● **PROBLEM DETAILS**:
This task is to restate all of the entries exactly.

Natural-language object grounding data:
┄┄┄┄┄┄

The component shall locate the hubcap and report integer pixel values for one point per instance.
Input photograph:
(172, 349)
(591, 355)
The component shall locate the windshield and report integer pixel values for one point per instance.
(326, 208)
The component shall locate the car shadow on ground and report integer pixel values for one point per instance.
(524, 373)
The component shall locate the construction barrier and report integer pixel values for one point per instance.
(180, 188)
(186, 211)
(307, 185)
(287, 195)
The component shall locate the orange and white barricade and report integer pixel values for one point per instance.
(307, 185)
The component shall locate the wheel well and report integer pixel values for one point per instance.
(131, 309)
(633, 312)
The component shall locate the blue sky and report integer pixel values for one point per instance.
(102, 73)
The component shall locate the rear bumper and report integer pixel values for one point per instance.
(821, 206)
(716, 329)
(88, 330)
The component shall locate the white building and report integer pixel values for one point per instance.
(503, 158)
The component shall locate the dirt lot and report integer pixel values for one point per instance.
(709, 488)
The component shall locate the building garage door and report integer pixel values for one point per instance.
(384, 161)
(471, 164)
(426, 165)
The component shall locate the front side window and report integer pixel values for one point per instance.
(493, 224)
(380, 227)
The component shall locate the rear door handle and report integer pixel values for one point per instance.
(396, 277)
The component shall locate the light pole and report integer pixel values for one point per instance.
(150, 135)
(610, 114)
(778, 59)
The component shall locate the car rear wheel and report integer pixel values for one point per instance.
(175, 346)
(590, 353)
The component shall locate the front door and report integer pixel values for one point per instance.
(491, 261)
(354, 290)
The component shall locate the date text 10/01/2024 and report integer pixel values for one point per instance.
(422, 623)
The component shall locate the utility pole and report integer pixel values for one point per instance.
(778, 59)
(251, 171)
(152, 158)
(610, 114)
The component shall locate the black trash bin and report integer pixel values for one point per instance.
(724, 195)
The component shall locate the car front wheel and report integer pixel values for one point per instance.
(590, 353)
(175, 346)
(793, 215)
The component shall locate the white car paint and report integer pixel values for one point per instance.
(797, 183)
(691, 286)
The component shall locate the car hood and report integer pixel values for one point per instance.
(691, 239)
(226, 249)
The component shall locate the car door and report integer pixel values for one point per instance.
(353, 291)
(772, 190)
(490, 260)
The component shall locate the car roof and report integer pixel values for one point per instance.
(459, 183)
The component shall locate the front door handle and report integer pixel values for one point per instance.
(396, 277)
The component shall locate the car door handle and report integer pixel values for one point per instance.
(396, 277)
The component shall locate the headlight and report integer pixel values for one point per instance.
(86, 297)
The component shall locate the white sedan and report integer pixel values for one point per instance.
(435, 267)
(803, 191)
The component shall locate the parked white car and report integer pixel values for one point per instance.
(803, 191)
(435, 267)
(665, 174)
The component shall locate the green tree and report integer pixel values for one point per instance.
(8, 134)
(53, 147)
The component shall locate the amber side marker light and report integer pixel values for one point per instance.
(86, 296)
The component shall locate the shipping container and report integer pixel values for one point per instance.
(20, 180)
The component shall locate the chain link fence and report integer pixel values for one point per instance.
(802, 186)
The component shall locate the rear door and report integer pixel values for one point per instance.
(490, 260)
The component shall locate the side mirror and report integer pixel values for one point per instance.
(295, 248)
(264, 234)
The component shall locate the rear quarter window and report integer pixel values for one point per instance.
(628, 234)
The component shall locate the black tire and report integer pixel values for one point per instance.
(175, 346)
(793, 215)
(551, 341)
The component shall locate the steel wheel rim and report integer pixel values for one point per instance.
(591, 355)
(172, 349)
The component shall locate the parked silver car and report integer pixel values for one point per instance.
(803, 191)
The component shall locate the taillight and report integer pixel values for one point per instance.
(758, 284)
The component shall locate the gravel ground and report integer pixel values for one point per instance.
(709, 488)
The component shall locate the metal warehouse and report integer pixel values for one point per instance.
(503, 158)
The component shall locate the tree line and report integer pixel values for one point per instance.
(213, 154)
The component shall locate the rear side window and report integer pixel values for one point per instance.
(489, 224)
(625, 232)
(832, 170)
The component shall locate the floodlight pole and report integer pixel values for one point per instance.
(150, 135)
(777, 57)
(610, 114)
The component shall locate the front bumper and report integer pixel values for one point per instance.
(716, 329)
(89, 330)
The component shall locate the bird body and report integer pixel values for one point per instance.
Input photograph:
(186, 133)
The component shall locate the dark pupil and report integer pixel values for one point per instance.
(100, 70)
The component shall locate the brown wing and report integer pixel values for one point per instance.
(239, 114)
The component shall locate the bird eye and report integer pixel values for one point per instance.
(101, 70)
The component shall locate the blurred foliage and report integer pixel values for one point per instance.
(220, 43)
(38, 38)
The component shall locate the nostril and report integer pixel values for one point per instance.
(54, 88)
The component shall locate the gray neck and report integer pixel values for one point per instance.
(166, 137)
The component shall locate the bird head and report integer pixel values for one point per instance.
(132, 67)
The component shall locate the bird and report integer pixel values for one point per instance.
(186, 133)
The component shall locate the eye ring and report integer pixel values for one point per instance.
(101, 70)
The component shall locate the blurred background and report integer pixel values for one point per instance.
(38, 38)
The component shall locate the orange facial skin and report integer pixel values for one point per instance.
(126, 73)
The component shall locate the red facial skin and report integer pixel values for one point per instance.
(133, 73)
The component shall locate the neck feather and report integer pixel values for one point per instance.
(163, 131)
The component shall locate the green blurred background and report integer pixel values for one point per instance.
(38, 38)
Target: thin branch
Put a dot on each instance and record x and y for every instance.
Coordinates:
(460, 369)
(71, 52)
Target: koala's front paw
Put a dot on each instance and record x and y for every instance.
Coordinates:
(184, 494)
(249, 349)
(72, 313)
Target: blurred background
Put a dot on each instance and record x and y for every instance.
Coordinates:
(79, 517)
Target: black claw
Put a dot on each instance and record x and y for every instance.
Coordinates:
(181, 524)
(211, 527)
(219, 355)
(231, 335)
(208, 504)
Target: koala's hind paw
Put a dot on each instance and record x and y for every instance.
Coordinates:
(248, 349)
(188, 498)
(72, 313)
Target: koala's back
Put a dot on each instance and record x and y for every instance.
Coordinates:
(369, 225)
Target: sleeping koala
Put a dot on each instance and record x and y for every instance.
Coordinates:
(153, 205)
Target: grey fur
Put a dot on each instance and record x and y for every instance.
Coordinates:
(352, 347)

┄┄┄┄┄┄

● **RESPONSE TO THIS TASK**:
The component shall locate the hubcap and report integer pixel values for one point per instance.
Input photograph:
(172, 349)
(591, 355)
The component shall locate the windshield and report integer pixel values for one point per instance.
(326, 208)
The component shall locate the car shadow on ground and report integer pixel values for one point per instance.
(524, 373)
The component shall locate the construction barrier and report integer pixel values for one point per instance.
(180, 188)
(186, 211)
(307, 185)
(287, 195)
The component shall locate the orange and white barricade and report integer pixel values for one point per instance.
(307, 185)
The component shall locate the wheel well and report integer pixel values for one point per instance.
(131, 309)
(633, 312)
The component shall locate the blue sky and report integer pixel values for one point per instance.
(102, 73)
The component shall locate the rear bumper and report integer pixel values for one point per instance.
(821, 206)
(716, 329)
(88, 330)
The component shall locate the white building and report integer pixel values for one point per instance.
(503, 158)
The component shall locate the dirt lot and report integer pixel values for one point per instance.
(709, 488)
The component shall locate the building garage door and report integer pixel values for one point per instance.
(384, 161)
(471, 164)
(426, 165)
The component shall locate the front side window and report integer pixel values for one point per instance.
(493, 224)
(380, 227)
The component shall locate the rear door handle and report integer pixel values for one point per instance.
(396, 277)
The component shall locate the light pole and report integer pixel values for one point per instance.
(150, 135)
(610, 114)
(778, 59)
The component shall locate the car rear wheel and report integer pixel values for one point per instance.
(175, 346)
(590, 353)
The component shall locate the front door and report integer pixel values for one point per instance.
(491, 261)
(354, 290)
The component shall locate the date text 10/01/2024 and report integer pixel values for one point per instance.
(422, 623)
The component shall locate the utility pole and report integer pixel values for one point per instance.
(778, 59)
(251, 171)
(152, 158)
(610, 114)
The component shall locate the black trash bin and report integer pixel values for one point per instance.
(724, 195)
The component shall locate the car front wheel and report integer pixel values for one point per instance.
(590, 353)
(175, 346)
(793, 215)
The component shall locate the white car paint and report integer pixel values for one point per instance.
(797, 183)
(691, 286)
The component shall locate the car hood and report integer pixel values for one point per instance.
(691, 239)
(226, 249)
The component shall locate the car door and report integer pixel values for one point per instance.
(353, 291)
(772, 190)
(490, 260)
The component shall locate the car roof and report integer pixel values for one point per instance.
(459, 183)
The component shall locate the front door handle and report integer pixel values for one point per instance.
(396, 277)
The component shall locate the car door handle and report integer pixel values for one point per instance.
(396, 277)
The component shall locate the headlight and report integer pixel values for one point per instance.
(86, 297)
The component shall locate the white sedan and report integer pixel values for one point per instance.
(435, 267)
(803, 191)
The component shall locate the parked white car and report integer pixel values for one point per instance.
(803, 191)
(435, 267)
(665, 174)
The component shall locate the green tree and report integer pixel values for one point per instance.
(8, 134)
(53, 147)
The component shall locate the amber side marker light and report integer pixel values for one point per instance.
(86, 296)
The component shall locate the shipping container and report integer pixel values for one point per instance.
(20, 180)
The component shall locate the chain link fence and report integer pixel values for one point per instance.
(802, 186)
The component shall locate the rear door and report integer pixel values for one point per instance.
(490, 260)
The component shall locate the side mirror and report integer pixel values for one point per instance.
(295, 248)
(264, 234)
The component shall locate the rear quarter window and report integer pixel values for one point per instance.
(628, 234)
The component shall locate the black tire and report integer pixel values for one point per instance.
(175, 346)
(793, 215)
(551, 341)
The component shall locate the steel wheel rim and report integer pixel values for one point per instance.
(591, 355)
(172, 349)
The component shall locate the parked silver car and report integer pixel values for one point per instance.
(803, 191)
The component shall locate the taillight and report integer pixel values for one point per instance.
(758, 284)
The component shall locate the gravel ground and report integer pixel values for one point per instance.
(709, 488)
The component shall locate the metal warehouse and report integer pixel values for one point per instance.
(503, 158)
The component shall locate the tree line and report integer pixel values for one point per instance.
(213, 154)
The component shall locate the rear side window and report integer pixel values for one point per instance.
(489, 224)
(625, 232)
(832, 170)
The component shall locate the floodlight pole and report integer pixel values for one point per instance.
(150, 135)
(777, 57)
(610, 114)
The component shall locate the front bumper and report integer pixel values for one point per instance.
(716, 329)
(89, 330)
The component shall locate the bird body and report integer pixel values for one point per instance.
Input photograph:
(186, 133)
The component shall locate the dark pupil and report integer pixel values for one point per instance.
(100, 70)
The component shall locate the brown wing and report integer pixel values for one point per instance.
(239, 114)
The component shall locate the bird eye and report integer pixel values for one point per instance.
(101, 70)
The component shall locate the blurred foliage and report integer pixel values for one point per instance.
(220, 43)
(38, 38)
The component shall locate the nostril and report integer pixel values for one point per instance.
(54, 88)
The component shall locate the gray neck and report integer pixel values for one point per instance.
(166, 137)
The component shall locate the bird head and report integer pixel values for one point per instance.
(132, 67)
The component shall locate the bird and report integer pixel values for one point per instance.
(186, 133)
The component shall locate the eye ring and report integer pixel values for one point per instance.
(101, 70)
The component shall locate the blurred background and report integer pixel values for one point per instance.
(38, 38)
The component shall locate the orange facial skin and report integer pixel values for one point per instance.
(126, 73)
The component shall locate the red facial skin and report integer pixel values for one point per instance.
(133, 73)
The component shall locate the neck feather and report integer pixel values for one point per instance.
(163, 131)
The component shall locate the green blurred background and report integer pixel values for one point per instance.
(38, 38)
Target: thin branch
Put a dot on each instance and record x and y for every instance.
Coordinates:
(460, 369)
(71, 52)
Target: koala's front paw
Put a dot on each instance and record x and y for every instance.
Coordinates:
(184, 494)
(249, 349)
(72, 313)
Target: blurred background
Put a dot on each instance and record x and y for every instance.
Coordinates:
(79, 517)
Target: black claw
Put a dot on each instance and record x and y for every instance.
Coordinates:
(181, 524)
(211, 527)
(219, 355)
(231, 335)
(208, 504)
Target: koala's hind paw
Put a dot on each instance and record x and y for every instance.
Coordinates:
(248, 349)
(188, 498)
(72, 313)
Target: koala's back
Put a dot on each instance and record x and y for every instance.
Coordinates:
(369, 225)
Target: sleeping koala
Put a dot on each instance and record x and y for every instance.
Coordinates:
(153, 205)
Target: grey fur
Put a dot on each instance and record x and y for every instance.
Coordinates:
(352, 347)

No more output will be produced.